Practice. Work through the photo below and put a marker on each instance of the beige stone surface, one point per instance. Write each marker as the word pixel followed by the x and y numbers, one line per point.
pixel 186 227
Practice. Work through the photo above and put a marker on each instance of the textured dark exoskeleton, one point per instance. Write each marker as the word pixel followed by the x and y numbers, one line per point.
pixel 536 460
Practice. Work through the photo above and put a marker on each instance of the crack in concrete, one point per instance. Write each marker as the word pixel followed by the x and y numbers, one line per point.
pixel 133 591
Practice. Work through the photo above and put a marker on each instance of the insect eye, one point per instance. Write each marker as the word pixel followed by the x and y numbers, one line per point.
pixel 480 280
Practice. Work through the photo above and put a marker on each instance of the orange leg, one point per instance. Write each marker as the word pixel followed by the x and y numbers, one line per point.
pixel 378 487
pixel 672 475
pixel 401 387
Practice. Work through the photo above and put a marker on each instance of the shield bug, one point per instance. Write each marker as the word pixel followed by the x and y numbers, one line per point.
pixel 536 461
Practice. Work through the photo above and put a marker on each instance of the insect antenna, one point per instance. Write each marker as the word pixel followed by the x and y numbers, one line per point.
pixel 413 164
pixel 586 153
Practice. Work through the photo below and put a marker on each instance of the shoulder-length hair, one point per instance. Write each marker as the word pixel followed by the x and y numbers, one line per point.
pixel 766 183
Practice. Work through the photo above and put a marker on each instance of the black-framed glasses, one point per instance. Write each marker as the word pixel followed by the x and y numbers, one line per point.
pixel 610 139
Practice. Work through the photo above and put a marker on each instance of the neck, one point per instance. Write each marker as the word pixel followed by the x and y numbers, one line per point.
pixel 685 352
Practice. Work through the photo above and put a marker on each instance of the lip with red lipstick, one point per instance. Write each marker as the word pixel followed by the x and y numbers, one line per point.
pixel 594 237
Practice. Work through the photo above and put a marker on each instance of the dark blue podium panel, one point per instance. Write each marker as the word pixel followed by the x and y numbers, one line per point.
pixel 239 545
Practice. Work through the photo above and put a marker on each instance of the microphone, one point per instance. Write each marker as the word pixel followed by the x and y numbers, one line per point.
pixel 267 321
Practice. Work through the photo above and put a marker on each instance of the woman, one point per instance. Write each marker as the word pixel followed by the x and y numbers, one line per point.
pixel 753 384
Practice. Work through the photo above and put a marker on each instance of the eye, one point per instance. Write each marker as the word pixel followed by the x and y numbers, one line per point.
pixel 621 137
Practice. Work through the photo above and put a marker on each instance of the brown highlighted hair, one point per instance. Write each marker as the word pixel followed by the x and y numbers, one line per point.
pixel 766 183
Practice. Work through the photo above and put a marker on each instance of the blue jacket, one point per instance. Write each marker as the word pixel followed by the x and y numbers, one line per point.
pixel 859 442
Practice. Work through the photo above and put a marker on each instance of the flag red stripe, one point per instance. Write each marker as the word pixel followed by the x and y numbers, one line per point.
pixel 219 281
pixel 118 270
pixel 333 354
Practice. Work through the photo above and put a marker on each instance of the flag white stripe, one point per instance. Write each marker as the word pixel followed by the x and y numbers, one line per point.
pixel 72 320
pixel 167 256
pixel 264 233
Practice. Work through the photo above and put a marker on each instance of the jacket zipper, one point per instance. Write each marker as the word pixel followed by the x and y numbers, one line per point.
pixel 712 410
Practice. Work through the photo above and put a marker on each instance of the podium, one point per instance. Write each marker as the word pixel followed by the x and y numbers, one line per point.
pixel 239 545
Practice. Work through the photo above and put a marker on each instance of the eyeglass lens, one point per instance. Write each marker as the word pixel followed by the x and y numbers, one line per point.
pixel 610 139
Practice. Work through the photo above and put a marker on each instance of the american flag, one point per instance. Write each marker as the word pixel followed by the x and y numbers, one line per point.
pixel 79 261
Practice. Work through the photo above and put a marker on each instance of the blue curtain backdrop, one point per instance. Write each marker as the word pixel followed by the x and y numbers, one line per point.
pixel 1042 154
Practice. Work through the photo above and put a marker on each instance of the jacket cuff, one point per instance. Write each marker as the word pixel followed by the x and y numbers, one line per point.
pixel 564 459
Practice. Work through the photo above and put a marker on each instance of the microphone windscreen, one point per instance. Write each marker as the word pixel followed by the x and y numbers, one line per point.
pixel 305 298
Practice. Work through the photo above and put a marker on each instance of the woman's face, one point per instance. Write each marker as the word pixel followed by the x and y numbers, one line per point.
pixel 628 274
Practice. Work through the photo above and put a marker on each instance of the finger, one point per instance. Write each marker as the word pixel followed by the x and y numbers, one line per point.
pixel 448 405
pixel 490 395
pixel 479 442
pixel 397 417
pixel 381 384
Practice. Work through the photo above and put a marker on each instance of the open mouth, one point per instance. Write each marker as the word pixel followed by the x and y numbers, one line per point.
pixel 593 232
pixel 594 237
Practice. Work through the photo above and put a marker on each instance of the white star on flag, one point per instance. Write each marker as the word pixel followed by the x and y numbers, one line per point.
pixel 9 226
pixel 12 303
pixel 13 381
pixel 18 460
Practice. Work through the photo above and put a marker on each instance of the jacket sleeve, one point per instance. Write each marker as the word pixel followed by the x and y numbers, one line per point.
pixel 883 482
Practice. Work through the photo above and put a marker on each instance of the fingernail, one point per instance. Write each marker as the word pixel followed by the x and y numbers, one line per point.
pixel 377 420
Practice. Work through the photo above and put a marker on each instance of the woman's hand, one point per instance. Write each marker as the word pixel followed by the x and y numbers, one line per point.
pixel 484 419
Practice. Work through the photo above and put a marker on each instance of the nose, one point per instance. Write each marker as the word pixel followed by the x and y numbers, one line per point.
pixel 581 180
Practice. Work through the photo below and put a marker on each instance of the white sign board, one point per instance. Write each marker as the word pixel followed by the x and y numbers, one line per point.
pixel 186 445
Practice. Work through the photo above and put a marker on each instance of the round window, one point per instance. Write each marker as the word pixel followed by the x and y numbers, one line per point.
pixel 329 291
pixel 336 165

○ ○ ○ ○ ○ ○ ○

WHAT THE TASK REQUIRES:
Rewrite all the rows above, changing every "marker" to "dot" and leaving everything else untouched.

FINAL RESULT:
Practice. Work through the photo below and put a dot on each instance of the beige stone surface, one point per instance. Write each dot as the word pixel followed by the x and y numbers, one line per point.
pixel 186 227
Practice. Work through the photo above and put a dot on each instance of the textured dark exoskeleton, one point per instance. Write each dot as the word pixel followed by the x and y numbers, one line per point.
pixel 536 460
Practice. Work through the photo above and put a dot on each instance of the crack in concrete, one point per instance. Write each dot as the word pixel followed by the x and y numbers, one line per point.
pixel 133 591
Practice. Work through the photo above and put a dot on each instance of the insect eye, one point per instance. Write each dot as the word pixel followed by the x and y numbers, one line per point.
pixel 480 280
Practice. Work through the photo above and put a dot on each instance of the orange leg, one point per instance. Write each dot as the word pixel followed by the x and y numbers, one line per point.
pixel 378 487
pixel 672 475
pixel 401 387
Practice. Work through the photo above and put a dot on each instance of the shield bug, one point per instance. Write each dot as the word pixel followed by the x and y numbers, one line per point.
pixel 536 461
Practice. Work through the photo above and put a dot on each instance of the insect antenna, one point per instance. Write each dot as the word pixel followed by the x and y numbers, one line per point.
pixel 413 164
pixel 586 153
Practice. Work through the photo below and put a dot on each instance of the shoulder-length hair, one point per instance. Write each dot as the word pixel followed by the x and y numbers, one line per point.
pixel 766 183
Practice. Work through the photo above and put a dot on each instance of the black-framed glasses, one point per instance. Write each dot as the word pixel followed by the x and y numbers, one line per point.
pixel 610 139
Practice. Work through the photo above and put a dot on each instance of the neck, one point per instance. Write each dot as the word pixel followed by the x and y numbers, one line per point.
pixel 685 352
Practice. Work through the photo above and put a dot on each instance of the lip with red lipstick, one point per instance. Write each dot as the word pixel followed by the x and y numbers, one line per point.
pixel 594 237
Practice. Work through the photo above and put a dot on each instance of the dark blue podium panel, one point per instance. Write each dot as the word pixel followed by the x and y numbers, one line per point.
pixel 239 545
Practice. Work through the photo above and put a dot on each instance of the microphone, one point per instance. Write each dot as the word pixel followed by the x and y numbers, one line per point.
pixel 267 321
Practice. Work through the photo above and put a dot on each instance of the woman, one point per instance. Write each dot as the word pixel followed by the x and y numbers, one line per point.
pixel 753 384
Practice. Work through the photo above and put a dot on each instance of the eye, one point per instance. Write each dot as the word pixel followed by the x and y numbers, one line per point.
pixel 621 137
Practice. Work through the photo above and put a dot on each instance of the brown highlighted hair, one point per instance. Write each dot as the word pixel followed by the x and y numbers, one line per point.
pixel 766 183
Practice. Work through the photo above and put a dot on each instance of the blue jacket, one point per instance. Write each dot as the word pixel followed by the x and y numbers, one line per point.
pixel 859 442
Practice. Work through the photo above and put a dot on each instance of the flag red stripe, one point per instance. Write each dot as the word pixel followed by the x and y numbers, one line per point.
pixel 219 281
pixel 118 270
pixel 333 354
Practice. Work through the photo above and put a dot on each instance of the flag white stripe, one point per instance. Write each dot as the word pixel followed by the x and y numbers, one line per point.
pixel 72 320
pixel 167 256
pixel 264 233
Practice. Work through the photo above and put a dot on each instance of the jacket zipper, one point per instance. Write each dot as the word pixel followed by the x and y numbers, one line per point.
pixel 712 410
Practice. Work through the photo above and put a dot on each instance of the podium, one point per instance. Write each dot as the word pixel followed by the x and y numbers, one line per point.
pixel 239 545
Practice. Work through the photo above and put a dot on each instance of the eyeglass lens, one point per instance. Write each dot as the word pixel followed by the x and y numbers, one line per point.
pixel 610 139
Practice. Work through the photo above and put a dot on each instance of the american flag, one point per instance. Write each dot as the word pixel followed by the x and y numbers, one line per point.
pixel 79 261
Practice. Work through the photo above and put a dot on each instance of the blue curtain backdrop, one point per instance. Write each dot as the word pixel followed by the x and y numbers, one line per point.
pixel 1042 154
Practice. Work through the photo above and put a dot on each instance of the jacket cuff, one point per instance. Write each dot as the word pixel followed by the x and y numbers, one line per point.
pixel 564 459
Practice. Work through the photo above and put a dot on each instance of the microphone windscreen, one point per instance. Write each dot as the word pixel followed by the x and y numbers, one line per point.
pixel 305 298
Practice. Work through the photo above and put a dot on each instance of the woman's face, one point per instance. Write each dot as the word pixel followed by the x and y numbers, one line per point.
pixel 628 274
Practice. Work through the photo above and put a dot on each instance of the finger, one point per instance. Write each dot as the word pixel followed by the x and y numbers, one line per point.
pixel 448 405
pixel 490 395
pixel 479 442
pixel 397 417
pixel 381 384
Practice. Work through the photo above and put a dot on each instance of the open mouth, one point per instance. Write each dot as the word pixel followed by the x and y numbers, one line per point.
pixel 593 232
pixel 594 237
Practice. Work through the photo above and put a dot on each instance of the white star on flag, one point per instance. Write each dot as the word pixel followed by the x and y numbers, one line per point.
pixel 9 226
pixel 12 303
pixel 13 381
pixel 18 460
Practice. Work through the photo above and put a dot on each instance of the jacket sleeve, one point per instance. Write each dot as the word pixel followed by the x and y numbers, one line per point.
pixel 883 482
Practice. Work through the photo above and put a dot on each instance of the fingernail, one point per instance. Write each dot as the word pixel followed by the x and y numbers, one line per point.
pixel 377 420
Practice. Work through the photo above and put a dot on each instance of the woman's hand, one point per instance. Write each dot as the word pixel followed by the x and y numbers, one line per point.
pixel 484 419
Practice. Work through the photo above and put a dot on each instance of the nose, one point per instance. Write each dot as the word pixel followed by the x and y numbers, one line per point.
pixel 581 180
Practice. Work through the photo below and put a dot on each instance of the white sign board, one point per instance. Write each dot as the word pixel followed by the x and y numbers, one line per point.
pixel 186 445
Practice. Work through the photo above and put a dot on each instance of the round window, one point per instance. Write each dot as the word pixel followed by the x and y numbers, one line per point.
pixel 329 291
pixel 336 165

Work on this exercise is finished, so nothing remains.